WORK ORDER: The whole answer is the data below, retyped exactly.

╭─ RECORDS TO USE

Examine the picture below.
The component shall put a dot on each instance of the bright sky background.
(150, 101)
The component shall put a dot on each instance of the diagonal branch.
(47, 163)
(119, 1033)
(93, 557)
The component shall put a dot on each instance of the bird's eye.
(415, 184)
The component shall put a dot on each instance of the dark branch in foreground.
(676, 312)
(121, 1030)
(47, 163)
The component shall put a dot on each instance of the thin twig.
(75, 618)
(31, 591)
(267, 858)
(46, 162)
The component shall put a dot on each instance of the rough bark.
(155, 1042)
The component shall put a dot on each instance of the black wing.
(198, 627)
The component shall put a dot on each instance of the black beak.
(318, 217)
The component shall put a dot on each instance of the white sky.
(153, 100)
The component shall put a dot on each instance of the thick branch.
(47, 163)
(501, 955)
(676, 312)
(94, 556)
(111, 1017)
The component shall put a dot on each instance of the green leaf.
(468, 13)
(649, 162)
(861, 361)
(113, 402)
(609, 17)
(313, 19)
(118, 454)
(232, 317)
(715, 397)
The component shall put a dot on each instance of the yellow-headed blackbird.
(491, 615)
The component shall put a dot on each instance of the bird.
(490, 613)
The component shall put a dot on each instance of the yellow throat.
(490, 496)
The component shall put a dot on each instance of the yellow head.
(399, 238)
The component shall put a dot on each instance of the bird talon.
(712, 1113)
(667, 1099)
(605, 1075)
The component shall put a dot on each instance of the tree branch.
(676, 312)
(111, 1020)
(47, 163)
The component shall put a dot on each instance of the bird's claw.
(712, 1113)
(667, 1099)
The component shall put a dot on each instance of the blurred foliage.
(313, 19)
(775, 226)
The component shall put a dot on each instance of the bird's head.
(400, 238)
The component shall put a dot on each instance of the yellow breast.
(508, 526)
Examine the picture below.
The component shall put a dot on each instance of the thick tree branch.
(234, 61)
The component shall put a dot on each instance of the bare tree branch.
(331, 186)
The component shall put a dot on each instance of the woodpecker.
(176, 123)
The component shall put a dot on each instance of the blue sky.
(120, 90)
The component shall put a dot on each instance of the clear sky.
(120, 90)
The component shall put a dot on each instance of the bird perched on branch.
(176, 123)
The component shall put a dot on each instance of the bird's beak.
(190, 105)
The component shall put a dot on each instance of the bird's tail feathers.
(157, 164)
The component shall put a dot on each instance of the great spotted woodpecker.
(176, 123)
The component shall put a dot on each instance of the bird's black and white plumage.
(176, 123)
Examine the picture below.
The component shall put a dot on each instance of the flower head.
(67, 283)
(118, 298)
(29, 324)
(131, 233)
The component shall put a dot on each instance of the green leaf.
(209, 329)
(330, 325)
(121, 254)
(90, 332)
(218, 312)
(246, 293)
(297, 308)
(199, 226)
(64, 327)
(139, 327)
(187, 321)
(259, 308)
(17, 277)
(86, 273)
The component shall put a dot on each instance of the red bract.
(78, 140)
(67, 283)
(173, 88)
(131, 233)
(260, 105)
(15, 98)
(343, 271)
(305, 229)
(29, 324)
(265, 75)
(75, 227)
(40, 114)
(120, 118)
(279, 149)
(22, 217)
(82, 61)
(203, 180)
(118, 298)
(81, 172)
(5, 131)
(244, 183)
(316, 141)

╰─

OUTPUT OF THE TASK:
Examine the picture below.
The component shall put a dot on each instance of the bright sky background.
(150, 101)
The component shall put a dot on each instance of the diagonal branch.
(47, 163)
(119, 1033)
(93, 557)
The component shall put a dot on each instance of the bird's eye.
(415, 184)
The component shall put a dot on each instance of the dark branch in foreground.
(676, 312)
(121, 1030)
(47, 163)
The component shall put a dot on each instance of the thin twig.
(75, 618)
(31, 591)
(267, 858)
(46, 162)
The component shall put a dot on each instance of the rough bark.
(155, 1042)
The component shall put a dot on each instance of the black wing.
(198, 627)
The component shall put a dot on each instance of the black beak.
(318, 217)
The component shall put a dot on each instance of the white sky.
(153, 100)
The component shall put a dot on each instance of the thick branch.
(47, 163)
(501, 955)
(676, 312)
(94, 556)
(111, 1017)
The component shall put a dot on each instance of the green leaf.
(468, 13)
(649, 162)
(861, 361)
(113, 402)
(609, 17)
(313, 19)
(118, 454)
(232, 317)
(715, 397)
The component shall put a dot on each instance of the yellow-headed blackbird.
(491, 615)
The component shall put a dot on each instance of the bird.
(490, 613)
The component shall put a dot on each instance of the yellow throat.
(490, 496)
The component shall put a dot on each instance of the yellow head.
(399, 238)
The component shall put a dot on each instance of the bird talon.
(712, 1113)
(667, 1099)
(605, 1075)
The component shall put a dot on each instance of the tree branch.
(676, 312)
(111, 1020)
(47, 163)
The component shall put a dot on each instance of the bird's claw.
(712, 1113)
(667, 1099)
The component shall put a dot on each instance of the blurred foliage.
(313, 19)
(775, 226)
The component shall put a dot on each instance of the bird's head.
(400, 238)
The component shall put a dot on each instance of the yellow breast.
(508, 526)
Examine the picture below.
The component shall put a dot on each instance of the thick tree branch.
(234, 61)
The component shall put a dot on each instance of the bare tree branch.
(331, 186)
The component shall put a dot on each instance of the woodpecker.
(176, 123)
The component shall put a dot on each instance of the blue sky.
(120, 90)
The component shall put a dot on each instance of the clear sky.
(120, 90)
The component shall put a dot on each instance of the bird perched on branch.
(176, 123)
The component shall put a dot on each instance of the bird's beak.
(190, 105)
The component shall put a dot on each instance of the bird's tail feathers.
(157, 164)
The component shall put a dot on each instance of the great spotted woodpecker.
(176, 123)
The component shall put a dot on each instance of the bird's black and white plumage.
(176, 123)
Examine the picture below.
The component shall put a dot on each instance of the flower head.
(67, 283)
(118, 298)
(29, 324)
(131, 233)
The component shall put a dot on each instance of the green leaf.
(209, 329)
(330, 325)
(121, 254)
(90, 332)
(218, 312)
(246, 293)
(297, 308)
(199, 226)
(64, 327)
(139, 327)
(187, 321)
(259, 308)
(17, 277)
(86, 273)
The component shall put a dot on each instance of the red bract.
(78, 140)
(67, 283)
(173, 88)
(131, 233)
(260, 105)
(15, 98)
(343, 271)
(305, 229)
(29, 324)
(265, 75)
(75, 227)
(40, 114)
(120, 118)
(279, 149)
(22, 217)
(82, 61)
(203, 180)
(118, 298)
(81, 172)
(5, 131)
(244, 183)
(316, 141)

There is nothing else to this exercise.